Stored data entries
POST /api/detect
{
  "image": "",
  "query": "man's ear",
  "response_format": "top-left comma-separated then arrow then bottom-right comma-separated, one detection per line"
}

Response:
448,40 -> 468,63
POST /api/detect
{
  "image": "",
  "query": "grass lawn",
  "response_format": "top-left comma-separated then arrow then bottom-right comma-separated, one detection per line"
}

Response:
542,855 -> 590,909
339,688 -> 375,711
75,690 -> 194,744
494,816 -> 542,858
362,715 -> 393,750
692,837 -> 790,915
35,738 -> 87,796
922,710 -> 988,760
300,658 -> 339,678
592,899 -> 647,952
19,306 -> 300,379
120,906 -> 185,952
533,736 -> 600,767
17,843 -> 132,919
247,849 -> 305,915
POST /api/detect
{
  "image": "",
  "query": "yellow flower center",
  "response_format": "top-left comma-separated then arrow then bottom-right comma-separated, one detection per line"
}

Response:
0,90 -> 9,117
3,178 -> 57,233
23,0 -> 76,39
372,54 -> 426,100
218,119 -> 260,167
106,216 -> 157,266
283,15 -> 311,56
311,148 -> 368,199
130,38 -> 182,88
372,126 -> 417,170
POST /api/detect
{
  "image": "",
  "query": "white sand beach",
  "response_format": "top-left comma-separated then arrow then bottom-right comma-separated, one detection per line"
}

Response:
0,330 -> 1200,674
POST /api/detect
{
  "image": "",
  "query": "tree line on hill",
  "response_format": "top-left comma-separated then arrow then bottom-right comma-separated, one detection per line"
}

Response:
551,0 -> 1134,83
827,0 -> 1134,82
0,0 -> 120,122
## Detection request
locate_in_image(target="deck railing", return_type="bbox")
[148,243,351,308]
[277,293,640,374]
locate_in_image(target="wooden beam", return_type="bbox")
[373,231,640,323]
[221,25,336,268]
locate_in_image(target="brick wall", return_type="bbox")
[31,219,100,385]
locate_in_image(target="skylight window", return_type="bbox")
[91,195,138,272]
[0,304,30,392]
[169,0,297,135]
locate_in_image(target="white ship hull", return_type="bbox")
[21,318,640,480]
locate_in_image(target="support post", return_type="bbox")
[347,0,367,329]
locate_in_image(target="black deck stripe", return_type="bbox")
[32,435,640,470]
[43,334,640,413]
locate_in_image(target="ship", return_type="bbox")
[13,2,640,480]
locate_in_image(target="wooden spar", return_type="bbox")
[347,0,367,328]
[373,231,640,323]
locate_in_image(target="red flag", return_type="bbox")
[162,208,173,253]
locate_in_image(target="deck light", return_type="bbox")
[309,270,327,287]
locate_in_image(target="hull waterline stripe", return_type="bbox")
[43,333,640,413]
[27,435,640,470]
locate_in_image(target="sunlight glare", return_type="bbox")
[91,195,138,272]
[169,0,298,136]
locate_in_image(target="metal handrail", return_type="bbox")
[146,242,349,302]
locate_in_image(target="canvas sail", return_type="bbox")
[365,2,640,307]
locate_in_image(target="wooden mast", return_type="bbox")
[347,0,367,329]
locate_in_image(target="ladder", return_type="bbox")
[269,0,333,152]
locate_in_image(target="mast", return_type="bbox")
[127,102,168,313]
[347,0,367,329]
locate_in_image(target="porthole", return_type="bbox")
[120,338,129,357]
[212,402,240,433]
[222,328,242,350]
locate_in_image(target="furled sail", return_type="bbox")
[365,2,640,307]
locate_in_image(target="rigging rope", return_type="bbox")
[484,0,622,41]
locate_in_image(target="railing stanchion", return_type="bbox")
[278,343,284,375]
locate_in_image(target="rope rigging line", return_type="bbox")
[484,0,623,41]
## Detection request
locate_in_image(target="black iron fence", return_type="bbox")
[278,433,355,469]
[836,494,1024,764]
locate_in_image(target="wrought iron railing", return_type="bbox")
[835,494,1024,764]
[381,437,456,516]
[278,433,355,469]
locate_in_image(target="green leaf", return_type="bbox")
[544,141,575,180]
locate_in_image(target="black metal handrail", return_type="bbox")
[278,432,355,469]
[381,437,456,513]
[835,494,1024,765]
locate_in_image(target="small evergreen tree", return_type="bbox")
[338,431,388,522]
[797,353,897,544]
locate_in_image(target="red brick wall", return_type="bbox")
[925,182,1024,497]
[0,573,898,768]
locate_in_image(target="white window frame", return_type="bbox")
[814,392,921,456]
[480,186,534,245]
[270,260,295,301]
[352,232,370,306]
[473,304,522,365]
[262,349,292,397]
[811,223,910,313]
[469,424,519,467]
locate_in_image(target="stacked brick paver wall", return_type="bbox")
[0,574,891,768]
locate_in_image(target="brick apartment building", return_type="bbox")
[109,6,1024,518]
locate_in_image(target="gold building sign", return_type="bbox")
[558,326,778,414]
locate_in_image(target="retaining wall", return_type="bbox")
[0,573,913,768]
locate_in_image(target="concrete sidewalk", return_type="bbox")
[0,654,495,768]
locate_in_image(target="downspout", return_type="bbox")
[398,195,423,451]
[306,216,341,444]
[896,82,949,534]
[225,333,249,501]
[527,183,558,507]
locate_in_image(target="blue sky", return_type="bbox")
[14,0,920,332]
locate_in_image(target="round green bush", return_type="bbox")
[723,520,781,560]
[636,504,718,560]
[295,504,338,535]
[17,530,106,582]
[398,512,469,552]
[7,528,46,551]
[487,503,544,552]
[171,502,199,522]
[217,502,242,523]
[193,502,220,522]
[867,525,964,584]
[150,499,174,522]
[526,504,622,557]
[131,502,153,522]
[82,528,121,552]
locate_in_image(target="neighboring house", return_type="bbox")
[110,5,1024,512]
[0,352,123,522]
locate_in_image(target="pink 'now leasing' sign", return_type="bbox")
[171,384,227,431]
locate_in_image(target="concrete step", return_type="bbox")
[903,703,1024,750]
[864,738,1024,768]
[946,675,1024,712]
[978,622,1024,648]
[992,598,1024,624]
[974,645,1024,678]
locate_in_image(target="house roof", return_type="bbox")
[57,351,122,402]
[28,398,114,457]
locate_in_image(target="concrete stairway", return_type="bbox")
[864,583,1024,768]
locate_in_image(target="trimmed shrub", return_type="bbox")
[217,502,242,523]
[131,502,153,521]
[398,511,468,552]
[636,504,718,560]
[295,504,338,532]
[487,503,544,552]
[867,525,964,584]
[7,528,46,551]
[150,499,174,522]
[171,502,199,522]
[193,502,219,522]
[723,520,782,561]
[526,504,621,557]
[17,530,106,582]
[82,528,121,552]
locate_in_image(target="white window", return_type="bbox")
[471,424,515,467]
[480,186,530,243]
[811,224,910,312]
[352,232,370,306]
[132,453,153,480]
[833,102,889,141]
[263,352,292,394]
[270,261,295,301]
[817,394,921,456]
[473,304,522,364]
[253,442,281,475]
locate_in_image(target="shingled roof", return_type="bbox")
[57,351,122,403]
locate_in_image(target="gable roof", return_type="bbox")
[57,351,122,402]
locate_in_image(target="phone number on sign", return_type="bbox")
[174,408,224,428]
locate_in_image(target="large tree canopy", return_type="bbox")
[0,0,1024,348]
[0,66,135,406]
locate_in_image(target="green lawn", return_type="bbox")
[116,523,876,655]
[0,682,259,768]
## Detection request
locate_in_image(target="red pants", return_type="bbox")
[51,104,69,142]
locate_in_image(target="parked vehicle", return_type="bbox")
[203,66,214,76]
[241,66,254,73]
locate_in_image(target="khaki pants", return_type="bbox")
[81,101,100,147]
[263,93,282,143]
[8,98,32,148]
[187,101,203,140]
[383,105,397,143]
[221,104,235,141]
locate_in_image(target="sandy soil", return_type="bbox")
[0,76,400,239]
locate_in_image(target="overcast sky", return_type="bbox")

• _Stated task_: Gather every line of the records that contains the string "lawn", matching case exactly, and copy each line in full.

• _Finished exercise_:
  "query": "grass lawn",
locate_in_image(target="green lawn", return_type="bbox")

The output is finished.